| Directions |
Every line from the one with "Query: rear bumper" to the end of the data needs to be copied exactly, and no line before it.

| Records from a collection |
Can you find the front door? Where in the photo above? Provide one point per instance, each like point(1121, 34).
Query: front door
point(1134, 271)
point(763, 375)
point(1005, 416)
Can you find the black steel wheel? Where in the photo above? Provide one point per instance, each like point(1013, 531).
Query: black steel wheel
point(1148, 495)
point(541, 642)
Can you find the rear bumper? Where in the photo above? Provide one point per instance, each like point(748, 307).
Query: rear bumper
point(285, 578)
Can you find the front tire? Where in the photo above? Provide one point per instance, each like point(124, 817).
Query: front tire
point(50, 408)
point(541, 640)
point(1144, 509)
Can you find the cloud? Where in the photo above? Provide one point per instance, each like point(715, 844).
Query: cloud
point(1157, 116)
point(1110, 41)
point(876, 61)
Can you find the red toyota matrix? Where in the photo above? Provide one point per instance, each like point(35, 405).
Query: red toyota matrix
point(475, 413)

| Solution to the problem |
Query: rear bumper
point(285, 578)
Can you find the front tire? Where in the photo above? Provide one point per instance, each like point(124, 817).
Query: front tire
point(50, 408)
point(541, 640)
point(1144, 509)
Can you find the cloud? Where in the photo above? Provide one point per instance, each like point(715, 844).
Query: cloud
point(1157, 116)
point(1110, 41)
point(876, 61)
Can you find the red toyota matrix? Where in the photo above? Provide one point per instance, each like point(35, 405).
Query: red toyota matrix
point(475, 413)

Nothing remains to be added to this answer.